### Provided passage
What’s the news?
- Pollution caused nearly 9 million deaths in 2019, or about one in six deaths worldwide. This number had been unchanged since the last such analysis in 2015 by the Lancet Commission on Pollution and Health, according to a report published in The Lancet Planetary Health.
News in detail
- Pollution is still the largest existential threat to human and planetary health and jeopardizes the sustainability of modern societies.
- Although the number of deaths from pollution sources associated with extreme poverty (such as indoor air pollution and water pollution) declined, these reductions are offset by increased deaths attributable to industrial pollution (such as ambient air pollution and chemical pollution).
- Of the nine million pollution-attributable deaths in 2019, air pollution (both household and ambient) remains responsible for the greatest number of deaths at 6.67 million worldwide. Water pollution was responsible for 1.36 million premature deaths. Lead contributed 900,000 premature deaths, followed by toxic occupational hazards at 870,000 deaths.
- A report by “The Lancet in 2019” states that noxious air killed 1.67 million Indians in 2019, accounting for 18% of all fatalities.

### Given information
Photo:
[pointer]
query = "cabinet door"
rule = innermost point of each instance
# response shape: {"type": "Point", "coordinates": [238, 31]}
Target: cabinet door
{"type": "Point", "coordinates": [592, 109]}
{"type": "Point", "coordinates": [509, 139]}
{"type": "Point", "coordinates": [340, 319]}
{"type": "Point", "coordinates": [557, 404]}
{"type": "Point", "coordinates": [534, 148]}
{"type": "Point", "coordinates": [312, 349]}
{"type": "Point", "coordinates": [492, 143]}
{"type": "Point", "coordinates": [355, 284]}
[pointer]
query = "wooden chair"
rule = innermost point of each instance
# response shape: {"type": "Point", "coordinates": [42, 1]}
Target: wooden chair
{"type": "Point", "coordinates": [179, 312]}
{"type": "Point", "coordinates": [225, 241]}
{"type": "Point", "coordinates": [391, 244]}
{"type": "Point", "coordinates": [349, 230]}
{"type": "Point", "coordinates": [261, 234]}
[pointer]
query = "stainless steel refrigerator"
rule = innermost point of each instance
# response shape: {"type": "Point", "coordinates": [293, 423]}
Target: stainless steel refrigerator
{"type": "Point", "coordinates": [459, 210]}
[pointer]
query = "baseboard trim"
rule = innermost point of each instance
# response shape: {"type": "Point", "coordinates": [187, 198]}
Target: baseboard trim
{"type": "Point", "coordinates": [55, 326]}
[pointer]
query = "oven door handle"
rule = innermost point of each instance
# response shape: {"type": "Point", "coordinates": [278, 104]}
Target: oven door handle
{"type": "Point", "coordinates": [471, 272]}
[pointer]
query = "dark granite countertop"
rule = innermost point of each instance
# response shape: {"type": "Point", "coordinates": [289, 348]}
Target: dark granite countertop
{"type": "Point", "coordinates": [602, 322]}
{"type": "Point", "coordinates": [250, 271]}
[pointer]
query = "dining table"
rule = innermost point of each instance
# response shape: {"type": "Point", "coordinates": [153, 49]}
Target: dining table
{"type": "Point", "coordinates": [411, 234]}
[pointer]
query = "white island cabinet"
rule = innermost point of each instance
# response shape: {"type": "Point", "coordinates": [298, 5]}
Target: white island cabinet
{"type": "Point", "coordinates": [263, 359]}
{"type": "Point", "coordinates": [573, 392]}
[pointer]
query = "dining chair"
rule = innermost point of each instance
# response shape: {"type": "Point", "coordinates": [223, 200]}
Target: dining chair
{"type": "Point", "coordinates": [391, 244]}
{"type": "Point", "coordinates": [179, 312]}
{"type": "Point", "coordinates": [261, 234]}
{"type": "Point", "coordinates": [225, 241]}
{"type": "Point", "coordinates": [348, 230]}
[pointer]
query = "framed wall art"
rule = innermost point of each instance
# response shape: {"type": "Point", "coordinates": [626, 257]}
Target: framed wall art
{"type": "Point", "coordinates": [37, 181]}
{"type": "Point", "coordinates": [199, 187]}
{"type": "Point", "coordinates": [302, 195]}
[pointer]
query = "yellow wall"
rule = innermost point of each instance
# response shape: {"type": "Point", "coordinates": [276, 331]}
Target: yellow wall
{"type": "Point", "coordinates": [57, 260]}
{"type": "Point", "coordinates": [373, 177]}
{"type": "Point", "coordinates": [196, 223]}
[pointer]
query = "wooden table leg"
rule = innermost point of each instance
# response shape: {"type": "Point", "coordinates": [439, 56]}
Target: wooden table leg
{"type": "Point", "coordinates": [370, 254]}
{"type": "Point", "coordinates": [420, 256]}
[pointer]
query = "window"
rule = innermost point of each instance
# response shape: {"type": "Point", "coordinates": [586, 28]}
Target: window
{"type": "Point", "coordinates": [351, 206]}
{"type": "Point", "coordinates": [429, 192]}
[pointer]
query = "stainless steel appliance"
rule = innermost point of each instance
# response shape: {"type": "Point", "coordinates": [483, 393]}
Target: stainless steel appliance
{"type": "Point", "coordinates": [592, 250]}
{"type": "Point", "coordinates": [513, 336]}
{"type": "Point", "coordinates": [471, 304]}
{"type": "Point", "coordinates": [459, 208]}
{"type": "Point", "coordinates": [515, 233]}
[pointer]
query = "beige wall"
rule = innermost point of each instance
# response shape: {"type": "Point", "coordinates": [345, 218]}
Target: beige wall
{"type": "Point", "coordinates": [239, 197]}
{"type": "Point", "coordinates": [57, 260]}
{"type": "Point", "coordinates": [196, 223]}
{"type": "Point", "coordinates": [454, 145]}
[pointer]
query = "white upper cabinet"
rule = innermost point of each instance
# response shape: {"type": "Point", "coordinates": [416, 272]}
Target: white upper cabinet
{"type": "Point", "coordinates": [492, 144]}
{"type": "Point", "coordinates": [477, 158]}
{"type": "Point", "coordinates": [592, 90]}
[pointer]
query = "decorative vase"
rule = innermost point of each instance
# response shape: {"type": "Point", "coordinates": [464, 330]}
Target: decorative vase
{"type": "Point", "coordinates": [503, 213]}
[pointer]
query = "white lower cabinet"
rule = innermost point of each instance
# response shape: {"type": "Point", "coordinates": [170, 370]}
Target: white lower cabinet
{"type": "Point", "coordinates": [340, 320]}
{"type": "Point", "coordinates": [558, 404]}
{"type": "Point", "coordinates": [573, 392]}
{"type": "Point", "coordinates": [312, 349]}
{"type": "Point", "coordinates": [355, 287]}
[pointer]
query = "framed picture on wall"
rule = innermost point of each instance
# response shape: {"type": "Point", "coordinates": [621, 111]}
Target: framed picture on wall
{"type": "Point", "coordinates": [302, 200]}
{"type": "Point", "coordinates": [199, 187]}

### What the task asks
Please answer these questions using the pollution news summary:
1. How many deaths did pollution cause in 2019?
2. How many premature deaths was water pollution responsible for?
3. What percentage of all fatalities in India did noxious air account for in 2019?

### Exercise solution
1. Nearly 9 million, or about one in six deaths worldwide.
2. 1.36 million.
3. 18%.